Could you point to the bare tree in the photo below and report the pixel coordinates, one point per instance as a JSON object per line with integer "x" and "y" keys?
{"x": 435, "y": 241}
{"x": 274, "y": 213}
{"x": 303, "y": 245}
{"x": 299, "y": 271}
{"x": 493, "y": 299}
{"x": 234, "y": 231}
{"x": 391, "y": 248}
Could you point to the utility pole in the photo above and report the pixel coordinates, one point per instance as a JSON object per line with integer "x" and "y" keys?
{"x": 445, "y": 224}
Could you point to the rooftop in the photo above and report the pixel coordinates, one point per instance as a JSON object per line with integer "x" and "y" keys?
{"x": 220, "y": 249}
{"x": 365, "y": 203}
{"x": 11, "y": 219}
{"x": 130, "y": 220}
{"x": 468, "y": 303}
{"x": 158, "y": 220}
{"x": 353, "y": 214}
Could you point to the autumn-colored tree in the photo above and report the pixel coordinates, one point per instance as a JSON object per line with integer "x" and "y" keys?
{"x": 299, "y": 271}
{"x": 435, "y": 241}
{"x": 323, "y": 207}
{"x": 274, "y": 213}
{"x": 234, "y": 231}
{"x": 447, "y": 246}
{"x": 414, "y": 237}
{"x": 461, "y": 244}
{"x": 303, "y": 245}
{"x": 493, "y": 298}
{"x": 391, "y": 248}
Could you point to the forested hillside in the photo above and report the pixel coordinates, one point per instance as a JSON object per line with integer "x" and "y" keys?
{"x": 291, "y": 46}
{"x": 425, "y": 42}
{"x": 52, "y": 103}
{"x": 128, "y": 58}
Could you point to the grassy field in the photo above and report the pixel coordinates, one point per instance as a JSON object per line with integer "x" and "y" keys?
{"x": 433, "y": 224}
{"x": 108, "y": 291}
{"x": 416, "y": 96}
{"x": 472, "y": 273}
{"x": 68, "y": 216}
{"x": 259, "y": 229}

-=-=-=-=-

- Prompt:
Beginning at the line that holds "Could you point to the forested", copy every line through the end of the entries exactly as given, and only those lines.

- Response to this exercise:
Could you point to the forested hillside in the photo above and report the pixel coordinates, one point per instance as a JSON object per line with integer "x" and "y" keys?
{"x": 291, "y": 46}
{"x": 425, "y": 42}
{"x": 52, "y": 103}
{"x": 128, "y": 58}
Could you point to the grassy field in the photo above and report the pixel coordinates, one point per instance as a JSON object per line with integer "x" and "y" keys?
{"x": 433, "y": 224}
{"x": 108, "y": 291}
{"x": 416, "y": 96}
{"x": 472, "y": 273}
{"x": 68, "y": 216}
{"x": 259, "y": 229}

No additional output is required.